*Aim of the task*:
Reproduce all of the material below verbatim, keeping every line and character unchanged.

*Extracted information*:
— START —

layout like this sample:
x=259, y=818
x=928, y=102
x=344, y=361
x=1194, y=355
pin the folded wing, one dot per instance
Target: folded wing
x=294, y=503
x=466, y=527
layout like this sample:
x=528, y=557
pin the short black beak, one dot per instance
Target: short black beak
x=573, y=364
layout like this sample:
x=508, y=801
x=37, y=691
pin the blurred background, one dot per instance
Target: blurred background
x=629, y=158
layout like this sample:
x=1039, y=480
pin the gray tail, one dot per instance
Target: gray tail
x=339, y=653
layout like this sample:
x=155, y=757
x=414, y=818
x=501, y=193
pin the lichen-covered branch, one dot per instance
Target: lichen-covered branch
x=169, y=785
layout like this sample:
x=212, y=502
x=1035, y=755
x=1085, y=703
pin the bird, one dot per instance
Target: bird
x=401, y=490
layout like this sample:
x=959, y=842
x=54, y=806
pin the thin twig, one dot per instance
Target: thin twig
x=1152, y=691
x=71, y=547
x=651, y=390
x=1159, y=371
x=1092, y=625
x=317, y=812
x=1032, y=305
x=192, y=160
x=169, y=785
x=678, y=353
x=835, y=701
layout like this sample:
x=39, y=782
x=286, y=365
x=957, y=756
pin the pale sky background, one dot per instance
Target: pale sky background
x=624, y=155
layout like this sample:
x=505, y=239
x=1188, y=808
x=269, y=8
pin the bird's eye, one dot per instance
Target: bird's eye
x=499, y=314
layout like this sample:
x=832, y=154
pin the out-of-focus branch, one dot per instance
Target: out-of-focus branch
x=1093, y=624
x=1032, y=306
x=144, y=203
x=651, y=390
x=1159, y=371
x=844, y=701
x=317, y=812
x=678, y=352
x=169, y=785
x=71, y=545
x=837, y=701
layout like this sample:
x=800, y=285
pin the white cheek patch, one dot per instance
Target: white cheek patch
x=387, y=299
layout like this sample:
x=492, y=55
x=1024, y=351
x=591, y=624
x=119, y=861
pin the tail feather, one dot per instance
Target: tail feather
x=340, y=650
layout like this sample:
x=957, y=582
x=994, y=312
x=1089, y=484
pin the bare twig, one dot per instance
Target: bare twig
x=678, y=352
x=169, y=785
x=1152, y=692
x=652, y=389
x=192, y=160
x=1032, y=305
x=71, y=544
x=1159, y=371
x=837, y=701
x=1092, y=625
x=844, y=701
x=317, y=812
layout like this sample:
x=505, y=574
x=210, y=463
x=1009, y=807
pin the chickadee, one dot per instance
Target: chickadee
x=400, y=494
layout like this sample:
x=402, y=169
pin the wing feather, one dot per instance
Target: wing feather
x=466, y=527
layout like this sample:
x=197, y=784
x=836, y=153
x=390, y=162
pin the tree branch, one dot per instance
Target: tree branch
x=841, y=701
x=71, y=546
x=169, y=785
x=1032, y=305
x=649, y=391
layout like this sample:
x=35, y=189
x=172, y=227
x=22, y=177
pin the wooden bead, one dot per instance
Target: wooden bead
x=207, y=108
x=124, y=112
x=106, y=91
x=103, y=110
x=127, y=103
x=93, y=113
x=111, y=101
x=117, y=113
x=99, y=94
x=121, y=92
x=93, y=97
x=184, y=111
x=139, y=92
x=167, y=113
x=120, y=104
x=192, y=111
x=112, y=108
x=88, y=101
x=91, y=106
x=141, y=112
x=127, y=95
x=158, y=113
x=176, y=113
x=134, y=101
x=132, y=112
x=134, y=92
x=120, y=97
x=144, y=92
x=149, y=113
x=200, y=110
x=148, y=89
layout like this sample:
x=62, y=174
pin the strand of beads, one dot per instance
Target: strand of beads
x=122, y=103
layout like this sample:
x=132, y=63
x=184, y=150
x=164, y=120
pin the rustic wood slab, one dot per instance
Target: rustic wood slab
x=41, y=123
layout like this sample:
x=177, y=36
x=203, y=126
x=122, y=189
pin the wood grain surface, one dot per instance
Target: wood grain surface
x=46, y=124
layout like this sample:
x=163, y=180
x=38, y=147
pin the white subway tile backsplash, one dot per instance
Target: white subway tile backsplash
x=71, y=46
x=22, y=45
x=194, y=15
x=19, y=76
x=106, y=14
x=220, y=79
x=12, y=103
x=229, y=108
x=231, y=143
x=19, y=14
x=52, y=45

— END —

*Full output*:
layout like this sample:
x=259, y=818
x=928, y=102
x=344, y=361
x=1194, y=355
pin the folded wing, one dot per instance
Target: folded wing
x=294, y=503
x=466, y=527
layout like this sample:
x=528, y=557
pin the short black beak, one dot per instance
Target: short black beak
x=573, y=364
layout like this sample:
x=508, y=801
x=37, y=691
pin the blurred background, one dot per instance
Target: blurred background
x=629, y=158
layout like this sample:
x=1039, y=480
pin the gray tail, one dot per instance
Target: gray tail
x=339, y=653
layout like this sample:
x=155, y=757
x=414, y=818
x=501, y=193
pin the lichen-covered branch, one dot per instance
Target: lichen-covered branch
x=169, y=785
layout like this sample:
x=212, y=502
x=1035, y=755
x=1085, y=703
pin the bird, one dot per instance
Target: bird
x=401, y=490
layout like this sample:
x=959, y=842
x=54, y=806
pin the thin twig, one dot per instance
Target: thin twig
x=1152, y=691
x=71, y=547
x=651, y=390
x=1159, y=371
x=1092, y=625
x=317, y=812
x=1032, y=305
x=192, y=160
x=169, y=785
x=678, y=353
x=835, y=701
layout like this sample:
x=39, y=782
x=286, y=365
x=957, y=756
pin the pale sky background, one dot per instance
Target: pale sky background
x=624, y=155
layout like this sample:
x=505, y=239
x=1188, y=808
x=269, y=8
pin the bird's eye, one dot per instance
Target: bird's eye
x=499, y=314
layout like this sample:
x=832, y=154
pin the out-of-focus branch, one dot per instance
Target: out-of-focus branch
x=1093, y=624
x=1032, y=306
x=144, y=203
x=651, y=390
x=1159, y=371
x=844, y=701
x=317, y=812
x=678, y=352
x=169, y=785
x=71, y=545
x=837, y=701
layout like this sample:
x=800, y=285
pin the white cheek patch, one dot per instance
Target: white cheek patch
x=387, y=299
layout like this sample:
x=492, y=55
x=1024, y=351
x=591, y=624
x=119, y=861
pin the tail feather, one dot per instance
Target: tail feather
x=340, y=650
layout like this sample:
x=957, y=582
x=994, y=312
x=1089, y=484
pin the bare twig, one dot per instance
Target: bare twig
x=678, y=352
x=169, y=785
x=1152, y=692
x=652, y=389
x=192, y=160
x=1032, y=305
x=71, y=544
x=1159, y=371
x=837, y=701
x=1092, y=625
x=844, y=701
x=317, y=812
layout like this sample:
x=505, y=574
x=210, y=463
x=1009, y=807
pin the chickadee, one dot per instance
Target: chickadee
x=400, y=494
layout like this sample:
x=402, y=169
pin the wing feather, one dot per instance
Target: wing feather
x=466, y=527
layout like this sample:
x=197, y=784
x=836, y=153
x=390, y=162
pin the tree branch, one dot per instance
Target: tree branch
x=841, y=701
x=71, y=546
x=169, y=785
x=1032, y=305
x=649, y=391
layout like this sample:
x=35, y=189
x=172, y=227
x=22, y=177
pin the wooden bead, one dot per instance
Target: wooden bead
x=207, y=108
x=124, y=112
x=106, y=91
x=103, y=110
x=127, y=103
x=93, y=113
x=111, y=101
x=117, y=113
x=99, y=94
x=121, y=92
x=93, y=97
x=184, y=111
x=139, y=92
x=167, y=113
x=120, y=104
x=192, y=111
x=112, y=108
x=88, y=101
x=91, y=106
x=141, y=112
x=127, y=95
x=158, y=113
x=176, y=113
x=134, y=101
x=132, y=112
x=134, y=92
x=120, y=97
x=144, y=92
x=149, y=113
x=200, y=110
x=148, y=89
layout like this sample:
x=62, y=174
pin the strand of beads, one dot per instance
Target: strand of beads
x=122, y=103
layout like this sample:
x=132, y=63
x=184, y=150
x=164, y=120
pin the rustic wood slab, one dot per instance
Target: rustic wood slab
x=41, y=123
layout like this sample:
x=177, y=36
x=203, y=126
x=122, y=189
pin the wood grain surface, one dot per instance
Target: wood grain surface
x=46, y=124
layout like this sample:
x=163, y=180
x=38, y=147
pin the white subway tile backsplash, one dot per instance
Target: white subway tile backsplash
x=71, y=46
x=22, y=45
x=194, y=15
x=19, y=76
x=106, y=14
x=220, y=79
x=12, y=103
x=229, y=108
x=231, y=143
x=19, y=14
x=52, y=45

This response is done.